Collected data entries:

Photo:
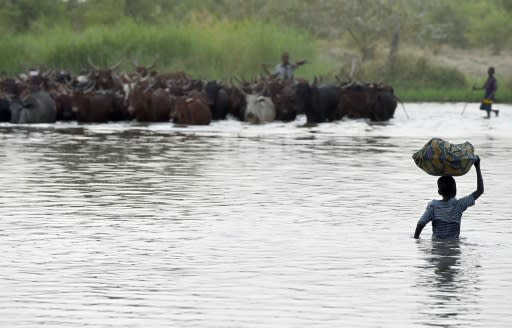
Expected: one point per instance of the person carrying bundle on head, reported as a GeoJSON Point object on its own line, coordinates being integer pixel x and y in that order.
{"type": "Point", "coordinates": [446, 214]}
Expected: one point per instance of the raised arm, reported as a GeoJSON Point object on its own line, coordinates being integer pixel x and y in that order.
{"type": "Point", "coordinates": [479, 181]}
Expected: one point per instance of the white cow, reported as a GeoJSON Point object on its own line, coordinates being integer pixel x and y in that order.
{"type": "Point", "coordinates": [259, 109]}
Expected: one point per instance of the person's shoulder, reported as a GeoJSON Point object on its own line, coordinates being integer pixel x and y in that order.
{"type": "Point", "coordinates": [433, 202]}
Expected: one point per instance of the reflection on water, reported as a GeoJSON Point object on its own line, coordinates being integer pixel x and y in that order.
{"type": "Point", "coordinates": [233, 225]}
{"type": "Point", "coordinates": [450, 277]}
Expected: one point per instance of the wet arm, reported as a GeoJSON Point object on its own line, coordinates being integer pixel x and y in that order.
{"type": "Point", "coordinates": [419, 228]}
{"type": "Point", "coordinates": [479, 181]}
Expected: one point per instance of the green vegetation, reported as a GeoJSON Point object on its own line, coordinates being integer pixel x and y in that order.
{"type": "Point", "coordinates": [224, 38]}
{"type": "Point", "coordinates": [203, 47]}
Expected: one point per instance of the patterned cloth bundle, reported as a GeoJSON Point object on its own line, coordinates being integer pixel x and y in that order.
{"type": "Point", "coordinates": [439, 157]}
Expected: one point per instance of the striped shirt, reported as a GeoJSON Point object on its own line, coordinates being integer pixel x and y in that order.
{"type": "Point", "coordinates": [446, 216]}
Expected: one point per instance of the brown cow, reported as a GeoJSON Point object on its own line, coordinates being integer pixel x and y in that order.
{"type": "Point", "coordinates": [190, 111]}
{"type": "Point", "coordinates": [92, 108]}
{"type": "Point", "coordinates": [148, 105]}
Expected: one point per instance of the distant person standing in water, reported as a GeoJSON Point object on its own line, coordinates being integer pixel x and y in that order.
{"type": "Point", "coordinates": [285, 70]}
{"type": "Point", "coordinates": [490, 86]}
{"type": "Point", "coordinates": [446, 214]}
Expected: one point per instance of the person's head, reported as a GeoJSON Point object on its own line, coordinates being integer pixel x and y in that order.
{"type": "Point", "coordinates": [285, 58]}
{"type": "Point", "coordinates": [447, 187]}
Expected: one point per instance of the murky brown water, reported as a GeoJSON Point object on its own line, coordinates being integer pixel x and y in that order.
{"type": "Point", "coordinates": [234, 225]}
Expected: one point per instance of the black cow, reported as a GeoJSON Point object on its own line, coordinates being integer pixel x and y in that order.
{"type": "Point", "coordinates": [320, 104]}
{"type": "Point", "coordinates": [38, 107]}
{"type": "Point", "coordinates": [218, 100]}
{"type": "Point", "coordinates": [5, 110]}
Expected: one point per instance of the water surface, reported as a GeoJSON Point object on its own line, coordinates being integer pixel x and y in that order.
{"type": "Point", "coordinates": [233, 225]}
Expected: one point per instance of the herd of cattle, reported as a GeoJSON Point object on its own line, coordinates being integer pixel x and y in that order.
{"type": "Point", "coordinates": [100, 95]}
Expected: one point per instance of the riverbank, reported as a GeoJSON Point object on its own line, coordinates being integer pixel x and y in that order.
{"type": "Point", "coordinates": [209, 48]}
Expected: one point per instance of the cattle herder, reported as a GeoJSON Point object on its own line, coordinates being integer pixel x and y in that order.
{"type": "Point", "coordinates": [285, 70]}
{"type": "Point", "coordinates": [490, 86]}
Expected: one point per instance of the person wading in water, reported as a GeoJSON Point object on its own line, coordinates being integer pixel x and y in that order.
{"type": "Point", "coordinates": [490, 86]}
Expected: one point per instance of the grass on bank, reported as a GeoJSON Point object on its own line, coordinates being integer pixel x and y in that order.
{"type": "Point", "coordinates": [203, 47]}
{"type": "Point", "coordinates": [210, 48]}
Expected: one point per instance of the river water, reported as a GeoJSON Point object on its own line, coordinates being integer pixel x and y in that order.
{"type": "Point", "coordinates": [233, 225]}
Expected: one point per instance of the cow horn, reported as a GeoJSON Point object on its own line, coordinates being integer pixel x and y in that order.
{"type": "Point", "coordinates": [150, 86]}
{"type": "Point", "coordinates": [89, 60]}
{"type": "Point", "coordinates": [116, 65]}
{"type": "Point", "coordinates": [91, 88]}
{"type": "Point", "coordinates": [154, 63]}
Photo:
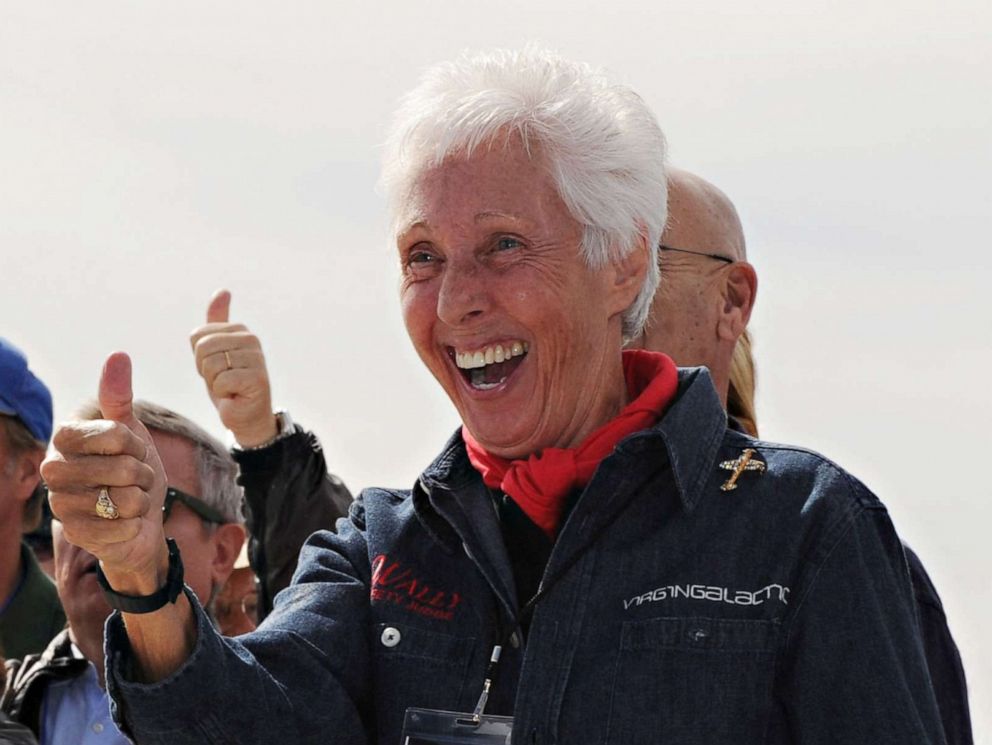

What to do → Retype each entry above character for character; pictures stay out.

Answer for this exercise →
Photo:
Expected: one point per instance of the person carrying bundle on head, reported as a GeoJSON Point object on its own line, coordinates being integer pixel x and y in that order.
{"type": "Point", "coordinates": [446, 214]}
Expected: one point per instance of the raised arm, reported as a GeoJSON Point object on its own line, coordinates being integer pixel x and y in that order.
{"type": "Point", "coordinates": [479, 181]}
Expected: one point per instance of the white cow, reported as a GeoJSON Point object on its own line, coordinates being integer pixel x and y in that order.
{"type": "Point", "coordinates": [259, 109]}
Expected: one point per instance of the person's shoulder, reported as a GeoJSON Point object on its own line, coordinates being integer pixel x and y in that order.
{"type": "Point", "coordinates": [433, 202]}
Expected: one point per instance of the reflection on water, reported as a GeoJSON Point object on its own line, coordinates being integer pixel x and y in that order.
{"type": "Point", "coordinates": [233, 225]}
{"type": "Point", "coordinates": [450, 277]}
Expected: one point per instance of the wet arm, reported as a GeoJSON Point object on its own line, coordinates being integer pixel x and y in that order.
{"type": "Point", "coordinates": [419, 228]}
{"type": "Point", "coordinates": [479, 181]}
Expected: one point per instance of the green vegetation, reported as a GeoJSON Point object on its own line, coordinates being integer pixel x and y in that order.
{"type": "Point", "coordinates": [224, 38]}
{"type": "Point", "coordinates": [203, 47]}
Expected: one point per instance of the patterned cloth bundle, reported as a GeoJSON Point object on its own line, coordinates being integer pixel x and y in that order.
{"type": "Point", "coordinates": [439, 157]}
Expected: one point per instance of the striped shirt, reported as a GeoJSON Point object on its own line, coordinates being integer pixel x and y in that order.
{"type": "Point", "coordinates": [446, 216]}
Expected: one point per instance of the brown cow, reported as a GeoJSON Point object on its own line, coordinates being integer pixel x and y in that order.
{"type": "Point", "coordinates": [190, 111]}
{"type": "Point", "coordinates": [92, 108]}
{"type": "Point", "coordinates": [148, 105]}
Expected: one point per instance of the distant person standing in water, reported as a GeoJSON Point object on its own line, coordinates being integer pixel x and y in that order.
{"type": "Point", "coordinates": [285, 70]}
{"type": "Point", "coordinates": [490, 86]}
{"type": "Point", "coordinates": [446, 214]}
Expected: one point per instance of the person's head, reported as a GeoJSON Point object on its own line, coordinates being integer pixel x and y in that order.
{"type": "Point", "coordinates": [285, 58]}
{"type": "Point", "coordinates": [447, 187]}
Expected: one point per instance of the murky brown water, reported as a GeoJSON Point object on its own line, coordinates being integer pixel x and y in that order.
{"type": "Point", "coordinates": [234, 225]}
Expected: one point per instance of the black cow, reported as a GeoJSON Point object on its own line, coordinates being integer pixel x and y in that order.
{"type": "Point", "coordinates": [320, 104]}
{"type": "Point", "coordinates": [38, 107]}
{"type": "Point", "coordinates": [218, 100]}
{"type": "Point", "coordinates": [5, 110]}
Expected: one point per instance of the water surface, reported as a GeoJSON Point object on its own line, coordinates being integer pixel x and y in that order.
{"type": "Point", "coordinates": [233, 225]}
Expected: one point per instance of the herd of cattle, reported as a GeoJSON Point object on its own line, coordinates being integer pixel x and y in that order.
{"type": "Point", "coordinates": [100, 95]}
Expected: one point per instance of the riverbank, reported as a GeoJSON Point object on its own line, coordinates being integer pixel x and y in that order.
{"type": "Point", "coordinates": [209, 48]}
Expected: one point per instance of the cattle herder, reported as a GeoJSON Point object on its own line, coordinates being integer pixel x and y in that order.
{"type": "Point", "coordinates": [285, 70]}
{"type": "Point", "coordinates": [490, 86]}
Expected: one point per instance of the person wading in water, reported as a GeoJSON Point object on its own line, coordinates being integer pixel x and y in that order.
{"type": "Point", "coordinates": [490, 86]}
Expected: one point per instance of the grass on bank, reported as a GeoJSON Point object on its own line, coordinates being integer pixel x and y in that order.
{"type": "Point", "coordinates": [203, 47]}
{"type": "Point", "coordinates": [210, 48]}
Expected: one point per instance of the river water, reported as a GeoJSON Point object on its own line, coordinates being integer pixel x and y in that order.
{"type": "Point", "coordinates": [233, 225]}
Expected: one point per instance of the cow horn, reported as a GeoJSON Point object on its own line, coordinates being integer pixel x and y in that order.
{"type": "Point", "coordinates": [150, 86]}
{"type": "Point", "coordinates": [89, 60]}
{"type": "Point", "coordinates": [116, 65]}
{"type": "Point", "coordinates": [91, 88]}
{"type": "Point", "coordinates": [154, 63]}
Photo:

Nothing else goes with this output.